__WHAT TO WORK ON__.
State how many lines of the records contain the string "brown". Reply with the number alone.

__Contour annotation records__.
* * *
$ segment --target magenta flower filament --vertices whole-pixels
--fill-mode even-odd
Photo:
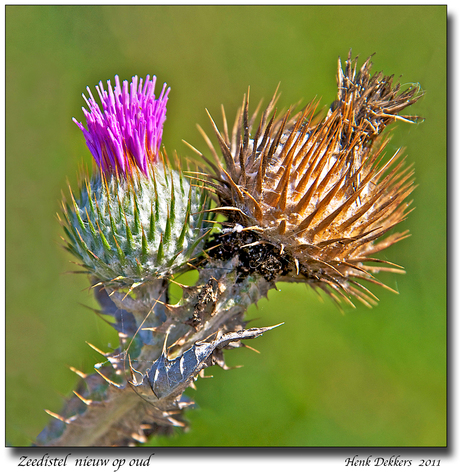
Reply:
[[[152,80],[147,76],[145,83],[134,76],[128,88],[128,81],[121,85],[115,76],[115,87],[107,81],[106,91],[99,82],[96,90],[102,111],[87,87],[89,98],[83,95],[88,106],[88,110],[83,107],[87,129],[75,118],[73,121],[103,172],[129,175],[137,168],[147,175],[149,163],[157,161],[170,89],[164,84],[156,99],[155,83],[155,76]]]

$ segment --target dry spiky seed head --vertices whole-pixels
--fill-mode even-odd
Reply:
[[[384,161],[381,134],[392,122],[418,121],[400,112],[423,95],[418,85],[401,90],[393,77],[371,76],[371,67],[369,58],[358,70],[350,53],[342,69],[339,59],[338,97],[322,117],[315,102],[277,117],[275,93],[253,132],[257,112],[249,117],[245,96],[231,137],[224,112],[223,132],[211,118],[225,167],[204,132],[214,161],[200,153],[218,209],[287,253],[291,279],[366,305],[375,297],[360,279],[380,284],[371,273],[401,272],[372,255],[408,236],[386,234],[407,216],[414,189],[400,150]]]

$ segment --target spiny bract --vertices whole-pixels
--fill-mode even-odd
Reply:
[[[106,286],[172,274],[202,249],[206,192],[181,171],[151,165],[147,175],[96,173],[63,203],[66,248]]]
[[[366,305],[375,297],[357,279],[380,284],[371,273],[401,271],[371,255],[407,236],[376,242],[405,219],[414,189],[400,150],[380,165],[388,140],[379,135],[396,120],[417,121],[399,112],[423,95],[418,86],[401,91],[392,77],[371,76],[371,66],[368,59],[357,70],[349,55],[343,71],[339,59],[338,98],[324,118],[314,102],[277,118],[275,93],[252,133],[258,111],[249,117],[245,96],[231,138],[225,112],[222,133],[211,118],[225,168],[204,132],[214,160],[199,153],[209,165],[201,177],[216,191],[216,210],[291,258],[291,280]]]

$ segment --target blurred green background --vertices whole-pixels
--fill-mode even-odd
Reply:
[[[101,361],[85,341],[116,346],[85,276],[60,248],[56,219],[66,178],[91,163],[81,94],[99,80],[156,74],[171,86],[164,144],[205,149],[221,103],[234,116],[251,86],[265,103],[336,97],[337,57],[374,57],[374,70],[419,82],[426,96],[400,124],[389,154],[415,162],[410,239],[383,255],[406,275],[381,280],[377,308],[341,314],[304,286],[280,285],[248,318],[284,325],[228,352],[190,395],[190,431],[170,446],[444,446],[446,444],[445,6],[7,6],[6,433],[28,445],[59,412],[77,376]],[[374,288],[373,288],[374,289]],[[253,325],[253,326],[254,326]]]

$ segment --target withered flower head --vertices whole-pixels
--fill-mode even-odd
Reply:
[[[311,102],[277,117],[275,92],[253,132],[258,110],[249,117],[248,94],[230,137],[222,108],[223,131],[211,122],[225,167],[200,129],[214,158],[200,153],[209,165],[203,179],[229,221],[284,255],[286,280],[366,305],[376,297],[360,280],[383,285],[372,273],[403,272],[373,255],[408,236],[389,232],[406,218],[414,189],[401,150],[386,159],[382,132],[395,121],[418,121],[400,112],[423,95],[418,85],[401,90],[393,76],[371,76],[371,67],[369,58],[358,70],[350,53],[342,69],[339,59],[338,97],[322,116]]]

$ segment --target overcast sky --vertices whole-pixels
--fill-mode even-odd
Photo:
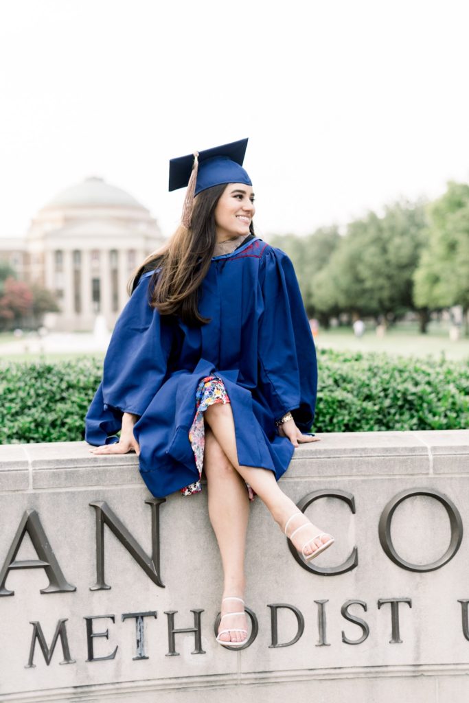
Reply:
[[[259,233],[469,180],[466,0],[0,0],[0,236],[97,175],[169,235],[168,160],[249,136]]]

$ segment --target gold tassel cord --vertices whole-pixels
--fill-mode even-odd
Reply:
[[[198,156],[198,151],[195,151],[194,163],[192,167],[192,172],[187,186],[184,204],[182,207],[182,218],[181,221],[186,229],[189,229],[191,227],[191,222],[192,220],[192,209],[194,203],[194,198],[195,196],[195,182],[197,181],[197,172],[198,171],[199,166]]]

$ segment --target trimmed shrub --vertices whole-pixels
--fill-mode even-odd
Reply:
[[[469,426],[469,361],[323,350],[318,363],[316,432]]]
[[[0,444],[75,441],[102,373],[102,359],[0,365]]]
[[[0,364],[0,444],[73,441],[102,360]],[[316,432],[469,426],[469,362],[322,350]]]

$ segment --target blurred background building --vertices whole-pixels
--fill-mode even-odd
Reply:
[[[54,294],[60,311],[47,316],[48,326],[91,330],[103,316],[112,328],[132,271],[163,241],[146,207],[94,176],[44,205],[24,238],[0,239],[0,260],[19,280]]]

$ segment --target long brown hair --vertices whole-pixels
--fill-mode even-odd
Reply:
[[[198,311],[199,290],[207,276],[217,240],[214,211],[226,183],[203,191],[194,200],[191,227],[180,225],[161,249],[150,254],[129,282],[132,291],[142,273],[153,274],[150,304],[161,315],[179,315],[188,325],[204,325],[210,318]],[[254,234],[252,222],[250,232]]]

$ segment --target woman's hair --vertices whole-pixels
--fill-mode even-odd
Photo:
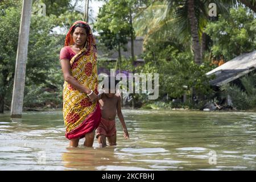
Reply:
[[[75,32],[75,30],[77,27],[84,28],[84,29],[85,29],[86,35],[87,36],[88,36],[89,32],[90,31],[90,27],[88,25],[81,23],[77,23],[73,27],[72,30],[71,30],[71,35],[73,35],[73,33]]]

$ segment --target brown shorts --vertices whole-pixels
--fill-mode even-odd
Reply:
[[[109,137],[114,135],[116,133],[115,121],[107,120],[101,118],[100,125],[96,130],[96,138],[98,138],[100,135]]]

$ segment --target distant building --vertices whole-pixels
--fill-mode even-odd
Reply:
[[[215,75],[210,81],[211,85],[220,87],[224,84],[235,81],[242,76],[255,71],[256,69],[256,51],[245,53],[234,58],[206,73]]]

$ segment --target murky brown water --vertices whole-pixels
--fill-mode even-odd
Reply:
[[[256,113],[123,110],[117,146],[67,148],[62,113],[0,114],[0,170],[255,170]]]

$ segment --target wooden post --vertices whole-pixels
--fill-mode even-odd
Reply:
[[[21,118],[22,117],[32,1],[23,0],[23,2],[11,101],[11,118]]]

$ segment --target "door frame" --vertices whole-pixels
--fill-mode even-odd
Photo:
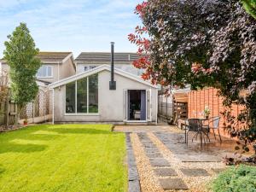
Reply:
[[[128,115],[128,90],[145,90],[146,91],[146,120],[128,120],[128,116],[126,117],[126,113]],[[124,109],[123,109],[123,114],[124,114],[124,122],[126,123],[147,123],[147,122],[150,122],[152,121],[152,112],[151,112],[151,115],[150,115],[150,121],[148,119],[147,119],[147,111],[148,111],[148,107],[147,107],[147,91],[150,90],[150,97],[152,97],[152,90],[151,89],[145,89],[145,88],[129,88],[129,89],[125,89],[123,90],[123,106],[124,106]],[[127,94],[127,96],[125,96],[125,94]],[[126,101],[125,101],[126,100]],[[150,103],[152,106],[152,98],[150,98]],[[150,107],[151,108],[151,107]],[[152,108],[150,109],[150,111],[152,111]]]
* * *
__SOLUTION BELOW__.
3